(KETENTUAN SOAL): Ganti sebutan "media asing" menjadi "media luar negeri" pada bagian artikel tentang kekerasan seksual terhadap perempuan di Indonesia, di antara "Hal yang sama" dan "tajuk 'Terlahir Dalam Bahaya'." (keduanya termasuk), lalu tuliskan kembali bagian tersebut.

━━ TEKS PILIHAN

Kasus Pemerkosaan & Pelecehan Wanita RI Jadi Perhatian Asing

Jakarta, CNBC Indonesia - Dalam beberapa waktu terakhir, kasus pemerkosaan dan pelecehan yang menimpa kaum perempuan di Indonesia kian meningkat dan mencuat ke publik. Memperlihatkan jika RI darurat kekerasan seksual.
Kasus-kasus yang beredar juga membuat geram banyak pihak, menekan pemerintah untuk segera mengesahkan Rancangan Undang-undang Penghapusan Kekerasan Seksual (RUU PKS) yang sampai sekarang mandek.
Hal yang sama juga diwartakan oleh sebuah media asing. Los Angeles Times merilis kumpulan kisah tentang diskriminasi dan pelanggaran hak asasi manusia yang dihadapi perempuan di Indonesia dalam tajuk 'Terlahir Dalam Bahaya'.
Dalam artikel berjudul 'An Indonesian girl's gang rape and murder sparked calls for change. Things only got worse' yang dirilis Senin (13/12/2021) lalu, Los Angeles Times memaparkan bagaimana pemerintah Indonesia lamban dalam menangani kasus-kasus pemerkosaan.
Dalam artikel itu ada kisah Yuyun (14) yang meninggal akibat Pemerkosaan berkelompok pada 2016; pemerkosaan 21 santri pondok pesantren di kota Bandung oleh seorang guru; hingga kasus bunuh diri mahasiswi NW, korban pemerkosaan dan aborsi kekasihnya yang seorang anggota polisi di Mojokerto, Jawa Timur.
"Negara dengan 17.000 pulau ini semakin berbahaya bagi perempuan dan anak perempuan, dan prospek untuk mengesahkan undang-undang untuk melindungi mereka semakin membuat frustasi," tulis media tersebut.
"Kematian Yuyun, yang pernah dilihat sebagai titik balik dalam masyarakat patriarki, kini menjadi simbol yang meresahkan tentang betapa sedikit kemajuan yang dicapai dalam perjuangan kesetaraan gender," tambahnya.

━━━━
━━ BAHAN YANG DISEDIAKAN

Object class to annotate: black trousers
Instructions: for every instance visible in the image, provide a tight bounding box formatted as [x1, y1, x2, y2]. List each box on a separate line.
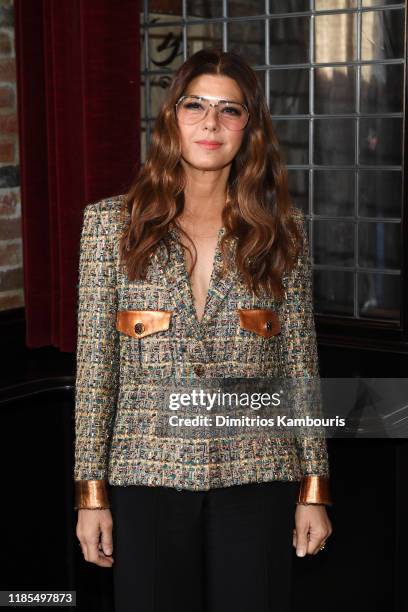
[110, 481, 299, 612]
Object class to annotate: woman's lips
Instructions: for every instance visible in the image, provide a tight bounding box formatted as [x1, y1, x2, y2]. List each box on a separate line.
[196, 142, 222, 149]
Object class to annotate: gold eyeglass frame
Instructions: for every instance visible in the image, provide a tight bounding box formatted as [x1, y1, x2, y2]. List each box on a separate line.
[174, 94, 250, 132]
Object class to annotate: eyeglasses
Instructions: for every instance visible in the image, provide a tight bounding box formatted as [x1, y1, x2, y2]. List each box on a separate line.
[175, 95, 249, 130]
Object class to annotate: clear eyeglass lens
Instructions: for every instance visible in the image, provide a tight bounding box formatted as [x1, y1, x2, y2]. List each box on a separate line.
[177, 98, 248, 130]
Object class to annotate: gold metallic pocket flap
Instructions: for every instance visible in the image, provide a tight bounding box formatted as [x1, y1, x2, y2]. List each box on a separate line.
[237, 308, 280, 338]
[116, 310, 172, 338]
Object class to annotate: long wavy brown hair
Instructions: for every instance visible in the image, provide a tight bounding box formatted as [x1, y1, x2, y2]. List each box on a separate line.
[119, 48, 302, 299]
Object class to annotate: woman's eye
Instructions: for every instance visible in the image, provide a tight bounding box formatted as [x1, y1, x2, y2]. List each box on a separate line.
[223, 106, 241, 117]
[184, 102, 203, 110]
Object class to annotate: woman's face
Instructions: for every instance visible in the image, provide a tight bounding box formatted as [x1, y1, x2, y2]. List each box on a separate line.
[178, 74, 245, 175]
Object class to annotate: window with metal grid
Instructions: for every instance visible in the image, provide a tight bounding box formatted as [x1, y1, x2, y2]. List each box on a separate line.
[141, 0, 406, 329]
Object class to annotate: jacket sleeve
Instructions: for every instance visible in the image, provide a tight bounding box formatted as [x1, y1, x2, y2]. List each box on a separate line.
[74, 203, 119, 509]
[281, 209, 332, 505]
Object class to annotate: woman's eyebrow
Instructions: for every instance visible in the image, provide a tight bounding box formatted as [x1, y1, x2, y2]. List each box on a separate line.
[186, 93, 243, 104]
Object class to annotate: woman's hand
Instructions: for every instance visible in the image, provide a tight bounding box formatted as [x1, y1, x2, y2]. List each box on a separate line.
[76, 508, 113, 567]
[293, 504, 333, 557]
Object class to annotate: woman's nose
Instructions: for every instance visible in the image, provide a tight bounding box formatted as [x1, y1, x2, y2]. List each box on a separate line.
[204, 106, 219, 125]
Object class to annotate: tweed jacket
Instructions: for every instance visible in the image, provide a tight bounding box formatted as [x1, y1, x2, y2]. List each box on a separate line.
[74, 195, 331, 509]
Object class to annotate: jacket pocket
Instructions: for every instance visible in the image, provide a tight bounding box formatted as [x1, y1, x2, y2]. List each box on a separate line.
[116, 309, 173, 378]
[235, 308, 281, 377]
[116, 310, 172, 338]
[237, 308, 280, 338]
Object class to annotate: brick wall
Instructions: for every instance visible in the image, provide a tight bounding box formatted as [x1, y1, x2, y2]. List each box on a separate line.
[0, 0, 24, 310]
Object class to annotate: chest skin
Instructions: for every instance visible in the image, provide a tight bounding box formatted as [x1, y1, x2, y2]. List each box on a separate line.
[179, 228, 223, 323]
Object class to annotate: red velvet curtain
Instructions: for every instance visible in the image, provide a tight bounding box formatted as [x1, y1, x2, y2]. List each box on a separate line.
[14, 0, 140, 352]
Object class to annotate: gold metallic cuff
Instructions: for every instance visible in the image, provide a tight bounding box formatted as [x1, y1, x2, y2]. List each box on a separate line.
[74, 480, 110, 510]
[297, 476, 333, 506]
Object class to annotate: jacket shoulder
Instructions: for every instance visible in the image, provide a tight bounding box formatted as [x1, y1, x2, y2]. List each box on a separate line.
[84, 194, 127, 233]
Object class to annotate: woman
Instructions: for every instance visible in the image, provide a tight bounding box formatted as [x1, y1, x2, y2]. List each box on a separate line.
[75, 49, 332, 612]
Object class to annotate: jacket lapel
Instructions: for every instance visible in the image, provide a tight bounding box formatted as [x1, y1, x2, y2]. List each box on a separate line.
[156, 228, 238, 340]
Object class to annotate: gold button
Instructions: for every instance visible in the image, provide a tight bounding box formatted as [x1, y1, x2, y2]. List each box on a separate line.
[135, 323, 144, 334]
[193, 363, 205, 376]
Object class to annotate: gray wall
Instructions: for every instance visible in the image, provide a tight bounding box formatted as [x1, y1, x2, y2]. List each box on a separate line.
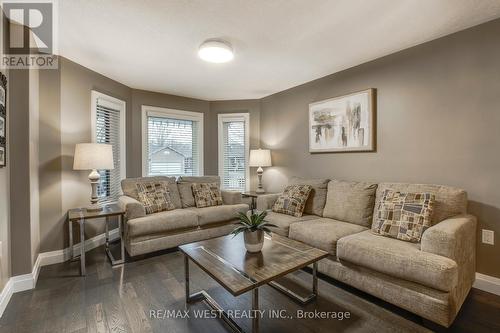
[39, 57, 131, 252]
[8, 69, 32, 275]
[0, 70, 11, 293]
[260, 20, 500, 277]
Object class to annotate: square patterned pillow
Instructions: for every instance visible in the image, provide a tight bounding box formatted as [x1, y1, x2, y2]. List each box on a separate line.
[192, 183, 222, 208]
[372, 190, 435, 243]
[273, 185, 312, 217]
[135, 182, 175, 214]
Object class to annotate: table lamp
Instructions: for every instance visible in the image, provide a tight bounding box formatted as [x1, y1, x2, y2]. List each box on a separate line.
[73, 143, 114, 211]
[249, 149, 272, 193]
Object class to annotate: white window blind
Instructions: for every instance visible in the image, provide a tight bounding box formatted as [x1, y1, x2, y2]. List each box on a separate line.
[219, 114, 249, 191]
[92, 92, 125, 203]
[145, 110, 203, 176]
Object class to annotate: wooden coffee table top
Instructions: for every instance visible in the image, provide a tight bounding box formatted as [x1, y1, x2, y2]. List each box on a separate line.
[179, 234, 328, 296]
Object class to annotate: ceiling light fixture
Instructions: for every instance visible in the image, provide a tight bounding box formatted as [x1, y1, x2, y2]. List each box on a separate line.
[198, 39, 234, 64]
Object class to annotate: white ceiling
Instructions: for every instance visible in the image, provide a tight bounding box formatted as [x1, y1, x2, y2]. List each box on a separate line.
[59, 0, 500, 100]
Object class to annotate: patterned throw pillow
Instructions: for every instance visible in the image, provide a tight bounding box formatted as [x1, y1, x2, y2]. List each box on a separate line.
[192, 183, 222, 208]
[372, 190, 435, 243]
[135, 182, 175, 214]
[273, 185, 312, 217]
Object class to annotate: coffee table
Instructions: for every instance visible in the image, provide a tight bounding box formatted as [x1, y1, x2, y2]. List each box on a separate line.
[179, 234, 328, 332]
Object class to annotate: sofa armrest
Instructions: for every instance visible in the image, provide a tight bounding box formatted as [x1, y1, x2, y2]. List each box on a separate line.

━━━━

(KOTAK JAWABAN):
Hal yang sama juga diwartakan oleh sebuah media luar negeri. Los Angeles Times merilis kumpulan kisah tentang diskriminasi dan pelanggaran hak asasi manusia yang dihadapi perempuan di Indonesia dalam tajuk 'Terlahir Dalam Bahaya'.